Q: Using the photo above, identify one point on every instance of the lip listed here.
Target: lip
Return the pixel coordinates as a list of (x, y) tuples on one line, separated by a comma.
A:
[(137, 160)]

- [Task objective]:
Reproduce all of the records precisely. No word may differ.

- [Response]:
Q: Using the photo above, identify one point on every instance of the lip listed here.
Target: lip
Return the pixel coordinates as a list of (x, y) tuples on one line, separated by a comma.
A:
[(137, 160)]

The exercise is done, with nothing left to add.